• DESCRIPTION OF THE TASK
Start at the top line and retype the data exactly through to the end.

• RECORD EXCERPTS
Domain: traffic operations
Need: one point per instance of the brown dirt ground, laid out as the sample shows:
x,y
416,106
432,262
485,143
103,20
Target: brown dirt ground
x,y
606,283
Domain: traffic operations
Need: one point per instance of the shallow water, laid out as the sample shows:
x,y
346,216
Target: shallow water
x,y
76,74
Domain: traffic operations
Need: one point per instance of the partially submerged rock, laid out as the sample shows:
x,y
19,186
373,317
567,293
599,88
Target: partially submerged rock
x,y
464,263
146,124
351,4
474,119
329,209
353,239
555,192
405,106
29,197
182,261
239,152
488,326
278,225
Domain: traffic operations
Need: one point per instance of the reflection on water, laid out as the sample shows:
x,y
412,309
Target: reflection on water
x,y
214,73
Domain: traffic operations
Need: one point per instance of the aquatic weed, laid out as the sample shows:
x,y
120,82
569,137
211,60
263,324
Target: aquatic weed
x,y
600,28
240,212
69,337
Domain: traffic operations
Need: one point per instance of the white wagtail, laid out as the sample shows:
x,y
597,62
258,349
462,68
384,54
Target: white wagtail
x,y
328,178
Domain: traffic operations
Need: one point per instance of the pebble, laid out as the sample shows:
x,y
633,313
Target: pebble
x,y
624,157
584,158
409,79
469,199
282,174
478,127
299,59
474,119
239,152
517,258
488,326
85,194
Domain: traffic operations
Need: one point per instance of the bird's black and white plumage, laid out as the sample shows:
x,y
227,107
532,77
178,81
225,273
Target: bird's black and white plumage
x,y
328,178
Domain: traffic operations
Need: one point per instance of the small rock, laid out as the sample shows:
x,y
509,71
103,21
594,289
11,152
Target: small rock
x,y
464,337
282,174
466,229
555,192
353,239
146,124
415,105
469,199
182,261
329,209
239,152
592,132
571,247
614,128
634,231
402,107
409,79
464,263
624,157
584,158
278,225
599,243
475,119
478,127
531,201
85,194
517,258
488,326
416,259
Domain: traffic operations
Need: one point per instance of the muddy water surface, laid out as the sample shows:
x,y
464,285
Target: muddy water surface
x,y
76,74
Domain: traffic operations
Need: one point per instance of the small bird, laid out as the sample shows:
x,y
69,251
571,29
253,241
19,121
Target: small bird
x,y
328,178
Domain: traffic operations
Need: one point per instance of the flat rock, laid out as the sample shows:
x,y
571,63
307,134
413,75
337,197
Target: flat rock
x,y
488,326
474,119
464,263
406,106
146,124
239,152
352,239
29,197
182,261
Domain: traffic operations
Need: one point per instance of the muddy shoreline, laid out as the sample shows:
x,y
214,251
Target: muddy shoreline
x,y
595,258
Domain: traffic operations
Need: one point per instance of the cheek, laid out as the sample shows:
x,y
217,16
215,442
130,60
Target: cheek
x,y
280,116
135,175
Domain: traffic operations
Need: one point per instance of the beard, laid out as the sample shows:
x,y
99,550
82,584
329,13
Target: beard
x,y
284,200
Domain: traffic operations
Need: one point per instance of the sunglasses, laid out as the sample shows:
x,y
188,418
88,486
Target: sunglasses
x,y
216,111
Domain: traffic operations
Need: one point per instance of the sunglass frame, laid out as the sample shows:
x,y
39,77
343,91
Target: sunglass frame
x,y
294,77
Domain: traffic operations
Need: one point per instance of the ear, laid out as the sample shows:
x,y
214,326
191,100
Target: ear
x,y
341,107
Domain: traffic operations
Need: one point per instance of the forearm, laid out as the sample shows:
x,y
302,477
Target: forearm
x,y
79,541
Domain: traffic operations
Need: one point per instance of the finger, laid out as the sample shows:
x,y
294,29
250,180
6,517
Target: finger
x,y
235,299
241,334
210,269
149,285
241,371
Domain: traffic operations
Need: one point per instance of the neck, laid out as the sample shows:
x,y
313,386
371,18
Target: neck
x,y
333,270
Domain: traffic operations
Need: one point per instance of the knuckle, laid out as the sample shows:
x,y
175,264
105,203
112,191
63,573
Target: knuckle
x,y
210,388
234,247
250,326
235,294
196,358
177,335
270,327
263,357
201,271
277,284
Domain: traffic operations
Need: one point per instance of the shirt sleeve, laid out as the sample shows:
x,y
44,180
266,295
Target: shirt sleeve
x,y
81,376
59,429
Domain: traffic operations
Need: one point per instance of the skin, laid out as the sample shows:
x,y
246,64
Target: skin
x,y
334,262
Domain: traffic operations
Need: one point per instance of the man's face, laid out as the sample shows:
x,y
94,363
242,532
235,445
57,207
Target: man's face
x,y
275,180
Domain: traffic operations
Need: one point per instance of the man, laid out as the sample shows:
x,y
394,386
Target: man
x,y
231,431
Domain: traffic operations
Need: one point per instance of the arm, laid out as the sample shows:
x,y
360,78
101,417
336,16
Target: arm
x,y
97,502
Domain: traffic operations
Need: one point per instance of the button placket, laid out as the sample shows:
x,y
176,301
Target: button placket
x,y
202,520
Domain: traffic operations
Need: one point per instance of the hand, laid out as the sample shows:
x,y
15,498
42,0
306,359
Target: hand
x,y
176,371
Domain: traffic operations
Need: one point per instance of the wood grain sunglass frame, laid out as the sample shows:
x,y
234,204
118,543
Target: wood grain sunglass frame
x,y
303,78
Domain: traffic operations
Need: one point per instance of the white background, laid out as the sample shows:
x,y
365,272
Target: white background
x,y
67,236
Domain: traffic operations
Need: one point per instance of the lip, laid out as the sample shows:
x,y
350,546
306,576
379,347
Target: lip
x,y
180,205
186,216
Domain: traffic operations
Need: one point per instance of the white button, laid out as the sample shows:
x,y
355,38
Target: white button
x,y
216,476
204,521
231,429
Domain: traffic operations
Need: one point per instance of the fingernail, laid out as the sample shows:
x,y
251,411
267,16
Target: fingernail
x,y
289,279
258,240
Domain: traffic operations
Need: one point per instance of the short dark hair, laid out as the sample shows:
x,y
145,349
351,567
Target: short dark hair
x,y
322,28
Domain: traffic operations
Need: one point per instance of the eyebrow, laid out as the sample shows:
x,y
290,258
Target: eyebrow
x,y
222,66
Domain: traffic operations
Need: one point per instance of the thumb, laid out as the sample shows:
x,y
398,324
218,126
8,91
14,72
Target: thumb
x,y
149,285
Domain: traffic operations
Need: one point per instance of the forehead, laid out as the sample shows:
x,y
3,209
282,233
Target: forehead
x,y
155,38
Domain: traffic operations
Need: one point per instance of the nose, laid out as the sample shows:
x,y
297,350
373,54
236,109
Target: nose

• PROBLEM SOLUTION
Domain: traffic operations
Need: one point per instance of the brown dirt ground, laid out as the sample shows:
x,y
416,106
432,262
485,143
103,20
Target: brown dirt ground
x,y
606,283
Domain: traffic operations
Need: one point per instance of the shallow water, laid out as the sample shows:
x,y
346,216
Target: shallow water
x,y
76,74
Domain: traffic operations
Need: one point per instance of the partially submerged rock, laid out as the sample shows:
x,y
19,186
373,317
567,293
599,88
Target: partially submerged rock
x,y
464,263
146,124
351,4
474,119
329,209
353,239
555,192
405,106
29,197
182,261
239,152
488,326
278,225
Domain: traffic operations
Need: one point per instance of the reflection on water, laid out as the sample shows:
x,y
412,309
Target: reflection on water
x,y
214,73
Domain: traffic operations
Need: one point per instance of the aquatic weed, laid out as the sample shows:
x,y
120,82
569,137
211,60
263,324
Target: aquatic weed
x,y
600,28
240,212
69,337
Domain: traffic operations
Need: one point per instance of the white wagtail, laid out as the sample shows:
x,y
597,62
258,349
462,68
384,54
Target: white wagtail
x,y
328,178
Domain: traffic operations
Need: one point per instance of the pebble, laid out as the sample shows:
x,y
633,313
Target: pebble
x,y
624,157
584,158
409,79
469,199
282,174
478,127
299,59
474,119
239,152
517,258
488,326
85,194
Domain: traffic operations
Need: one point per instance of the bird's black and white plumage, laid out as the sample shows:
x,y
227,107
532,77
178,81
225,273
Target: bird's black and white plumage
x,y
328,178
Domain: traffic operations
Need: one point per instance of the small rock, laid out as the sample shows:
x,y
509,71
103,21
594,289
11,152
Target: small rock
x,y
464,337
282,174
466,229
555,192
353,239
146,124
415,105
469,199
182,261
329,209
239,152
592,132
571,247
614,128
634,231
402,107
409,79
464,263
624,157
584,158
278,225
599,243
475,119
478,127
531,201
85,194
517,258
488,326
416,259
Domain: traffic operations
Need: one point per instance of the muddy water surface, laid out as the sample shows:
x,y
464,285
Target: muddy water surface
x,y
76,74
Domain: traffic operations
Need: one point per instance of the small bird, laid out as the sample shows:
x,y
69,251
571,29
253,241
19,121
Target: small bird
x,y
328,178
Domain: traffic operations
Need: one point per instance of the flat rock, laid out as the sample shows:
x,y
571,63
307,134
413,75
337,197
Target: flat rock
x,y
488,326
474,119
464,263
406,106
146,124
239,152
352,239
29,197
182,261
Domain: traffic operations
Need: one point per instance of the muddy shoreline, laid out as the sample shows:
x,y
214,251
Target: muddy shoreline
x,y
595,258
Domain: traffic operations
Need: one point per instance of the cheek, laid out as the sample shows:
x,y
217,16
215,442
130,60
Target: cheek
x,y
280,116
135,175
Domain: traffic operations
Need: one point per instance of the beard, laid out as the sample shows:
x,y
99,550
82,584
329,13
Target: beard
x,y
284,200
Domain: traffic operations
Need: one point per instance of the sunglasses, laid out as the sample shows:
x,y
188,418
88,486
Target: sunglasses
x,y
216,111
Domain: traffic operations
Need: one point per instance of the sunglass frame, laid out as the sample shows:
x,y
39,77
343,91
Target: sunglass frame
x,y
294,77
Domain: traffic operations
Need: one point per instance of the ear, laid out as the sample shows:
x,y
214,326
191,100
Target: ear
x,y
341,107
Domain: traffic operations
Need: one point per instance of the forearm, laid out as the sample shows:
x,y
302,477
Target: forearm
x,y
79,541
Domain: traffic operations
Need: one point per instance of the finger, laid out as the sample shows:
x,y
294,29
250,180
6,517
Target: finger
x,y
235,299
241,334
210,269
149,285
241,371
Domain: traffic operations
Need: one point per instance of the neck, laid out as the sample shows:
x,y
313,386
371,18
Target: neck
x,y
333,270
Domain: traffic operations
Need: one point per instance of the knuckle, laid out as the sample shows:
x,y
175,264
105,203
112,191
63,573
Target: knuckle
x,y
210,388
234,247
250,326
235,294
196,358
177,335
270,327
263,357
201,271
277,284
Domain: traffic operations
Need: one point per instance of the shirt sleeve, laid out as the sample shows:
x,y
44,180
266,295
Target: shirt sleeve
x,y
81,376
59,429
Domain: traffic operations
Need: one point per instance of the skin, laid out as the sample shows:
x,y
246,64
Target: skin
x,y
334,262
Domain: traffic operations
Need: one point per instance of the man's face, laid out as the sample shows:
x,y
94,363
242,532
235,445
57,207
Target: man's face
x,y
275,180
Domain: traffic operations
Need: one point per instance of the man, laid out as the sample shows:
x,y
394,386
Target: man
x,y
231,431
Domain: traffic operations
Need: one point per instance of the arm, laid out as the sample shows:
x,y
360,78
101,417
336,16
Target: arm
x,y
97,502
Domain: traffic operations
Need: one point per instance of the button placket, laid out as the sample shows:
x,y
176,301
Target: button placket
x,y
202,520
Domain: traffic operations
Need: one point per instance of the hand, laid out as the sample shows:
x,y
15,498
42,0
306,359
Target: hand
x,y
176,371
Domain: traffic operations
Need: one point per instance of the wood grain sunglass frame, laid out as the sample shows:
x,y
234,204
118,543
Target: wood grain sunglass frame
x,y
303,78
Domain: traffic operations
Need: one point per instance of the white background, laid out as the sample shows:
x,y
365,272
Target: white background
x,y
67,236
Domain: traffic operations
Need: one point per instance of the lip, laid out as the sample shows:
x,y
350,546
306,576
379,347
Target: lip
x,y
180,205
186,216
Domain: traffic operations
Need: one point per instance of the white button, laid out as the sample shows:
x,y
355,38
Target: white button
x,y
216,476
204,521
231,429
Domain: traffic operations
Need: one point per instance of the fingernail, laid out as the sample shows:
x,y
251,411
267,16
Target: fingernail
x,y
289,279
258,240
Domain: traffic operations
Need: one point per instance of the short dark hair, laid out as the sample shows:
x,y
145,349
351,567
Target: short dark hair
x,y
322,28
Domain: traffic operations
Need: one point per instance of the eyebrow, laid out as the sample shows:
x,y
290,258
Target: eyebrow
x,y
222,66
Domain: traffic operations
Need: one point per instance of the thumb, laid out as the sample shows:
x,y
398,324
218,126
8,91
14,72
Target: thumb
x,y
149,285
Domain: traffic operations
Need: one point per instance of the forehead, laid out as the sample shows:
x,y
3,209
282,233
Target: forehead
x,y
155,38
Domain: traffic operations
Need: one point per instance of the nose, laid out as the sample shows:
x,y
297,350
373,54
236,109
Target: nose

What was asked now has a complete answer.